**** PROVIDED DATA ****
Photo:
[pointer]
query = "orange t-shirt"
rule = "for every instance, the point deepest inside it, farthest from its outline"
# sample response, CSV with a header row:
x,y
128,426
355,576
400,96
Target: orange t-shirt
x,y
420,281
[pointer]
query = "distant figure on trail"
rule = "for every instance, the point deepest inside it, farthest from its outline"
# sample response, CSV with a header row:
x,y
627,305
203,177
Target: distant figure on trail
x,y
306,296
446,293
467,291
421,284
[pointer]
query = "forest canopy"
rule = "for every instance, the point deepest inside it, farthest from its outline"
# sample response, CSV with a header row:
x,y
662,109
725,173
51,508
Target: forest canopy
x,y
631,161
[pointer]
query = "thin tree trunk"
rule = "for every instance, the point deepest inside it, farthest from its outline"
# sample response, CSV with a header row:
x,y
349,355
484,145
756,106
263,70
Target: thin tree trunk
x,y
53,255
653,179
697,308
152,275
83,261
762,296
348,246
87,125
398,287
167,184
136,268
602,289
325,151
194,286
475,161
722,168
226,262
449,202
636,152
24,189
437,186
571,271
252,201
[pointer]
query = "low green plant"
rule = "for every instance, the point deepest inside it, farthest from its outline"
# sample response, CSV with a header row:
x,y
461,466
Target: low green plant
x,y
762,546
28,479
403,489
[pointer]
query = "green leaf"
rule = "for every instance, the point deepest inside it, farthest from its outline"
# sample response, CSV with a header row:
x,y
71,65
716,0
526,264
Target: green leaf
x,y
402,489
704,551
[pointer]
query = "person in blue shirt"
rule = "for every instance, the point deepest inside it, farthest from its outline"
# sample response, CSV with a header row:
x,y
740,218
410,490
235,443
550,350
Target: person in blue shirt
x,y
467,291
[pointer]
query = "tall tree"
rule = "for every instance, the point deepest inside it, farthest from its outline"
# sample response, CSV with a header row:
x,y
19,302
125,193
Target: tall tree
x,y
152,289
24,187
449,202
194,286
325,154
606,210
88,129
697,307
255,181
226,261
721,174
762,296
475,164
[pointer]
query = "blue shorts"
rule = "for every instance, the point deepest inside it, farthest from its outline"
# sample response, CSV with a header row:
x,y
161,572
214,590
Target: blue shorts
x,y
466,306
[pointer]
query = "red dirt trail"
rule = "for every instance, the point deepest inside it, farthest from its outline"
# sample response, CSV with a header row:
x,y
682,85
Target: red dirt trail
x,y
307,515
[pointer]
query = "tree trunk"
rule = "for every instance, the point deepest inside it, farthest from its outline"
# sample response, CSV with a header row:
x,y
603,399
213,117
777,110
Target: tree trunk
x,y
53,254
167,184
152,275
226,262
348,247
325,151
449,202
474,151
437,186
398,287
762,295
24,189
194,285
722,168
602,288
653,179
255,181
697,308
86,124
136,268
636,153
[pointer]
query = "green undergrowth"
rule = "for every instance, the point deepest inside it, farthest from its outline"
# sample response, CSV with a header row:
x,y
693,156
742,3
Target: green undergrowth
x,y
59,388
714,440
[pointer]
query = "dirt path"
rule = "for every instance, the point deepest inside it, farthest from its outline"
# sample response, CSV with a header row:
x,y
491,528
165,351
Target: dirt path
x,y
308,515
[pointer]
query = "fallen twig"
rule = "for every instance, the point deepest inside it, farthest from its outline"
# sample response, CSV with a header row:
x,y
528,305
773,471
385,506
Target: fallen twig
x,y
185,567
****
- GIVEN REQUEST -
Transcribe every entry word for word.

- RESULT OF THIS EXERCISE -
Photo:
[pointer]
query = "orange t-shirt"
rule = "for every instance, the point deepest inside it, farthest from its outline"
# sample response, CSV with a header row:
x,y
128,426
355,576
400,96
Target: orange t-shirt
x,y
420,281
[pointer]
query = "distant figure on trail"
rule = "for every instance, the point deepest inside it, farthest from its outline"
# sample response, CSV with a header row:
x,y
627,305
203,177
Target: distant figure on trail
x,y
306,296
446,293
467,291
421,284
[pointer]
query = "forest canopy"
rule = "for every instance, the point deepest inside it, farthest from its outline"
# sample response, CSV with a header row:
x,y
662,109
725,173
51,508
Target: forest canopy
x,y
631,161
[pointer]
query = "thin tree trunk"
rule = "for every instance, the point deepest inside it, farthest from its outline"
# sample response, CSV with a header row:
x,y
349,355
484,145
756,106
263,70
Target: thin tree trunk
x,y
53,255
653,179
697,308
152,275
83,261
762,296
348,246
87,125
398,287
167,184
136,268
602,289
325,151
194,286
475,161
722,168
226,262
449,202
636,152
24,189
437,186
571,271
252,201
[pointer]
query = "low green plant"
rule = "for every instance, the point deepest inside it, farthest from its outline"
# sample response, CSV with a header row:
x,y
461,466
Target: low green plant
x,y
762,546
28,479
403,489
[pointer]
query = "green leaf"
rule = "for every instance, the point deepest inside it, farthest from its outline"
# sample response, CSV with a header row:
x,y
71,65
716,0
526,264
Target: green leaf
x,y
402,489
704,551
[pointer]
query = "person in blue shirt"
rule = "for every instance, the point deepest inside it, farthest from its outline"
# sample response, CSV with a header row:
x,y
740,218
410,490
235,443
550,350
Target: person in blue shirt
x,y
467,291
[pointer]
query = "tall tree"
rule = "for every instance, the point deepest inside it, farthest from its outline"
# sample response, CSV with a header row:
x,y
19,302
125,193
Target: tall tree
x,y
152,289
24,187
449,202
194,286
325,154
606,210
88,129
697,307
255,181
226,261
721,174
762,296
475,164
[pointer]
query = "blue shorts"
rule = "for every instance, the point deepest inside it, farthest from its outline"
# sample response, CSV with a header row:
x,y
161,572
214,590
Target: blue shorts
x,y
466,306
[pointer]
query = "red dirt trail"
rule = "for every instance, the point deepest inside it, farthest from its outline"
# sample response, CSV with a header row:
x,y
682,85
Target: red dirt trail
x,y
307,515
[pointer]
query = "tree trunk"
rule = "for every instance, the point deepest inside it, farthest from its outline"
# sample response, CSV with a header row:
x,y
603,399
213,117
777,110
Target: tree trunk
x,y
53,254
167,184
152,275
226,262
348,247
325,151
449,202
474,151
437,186
398,287
762,295
24,189
194,285
722,168
602,288
653,179
255,181
697,308
86,124
136,268
636,153
[pointer]
query = "green undergrowth"
rule = "for every instance, the point deepest inside it, farthest from its outline"
# sample response, CSV with a header row:
x,y
693,156
742,3
Target: green undergrowth
x,y
59,388
714,440
[pointer]
query = "dirt path"
rule = "for every instance, the point deepest inside it, farthest from its outline"
# sample response, CSV with a header row:
x,y
491,528
165,351
Target: dirt path
x,y
308,515
[pointer]
query = "fallen twig"
rule = "for every instance, the point deepest inside it, farthest from its outline"
# sample response, CSV with a header row:
x,y
528,305
773,471
385,506
Target: fallen twig
x,y
185,567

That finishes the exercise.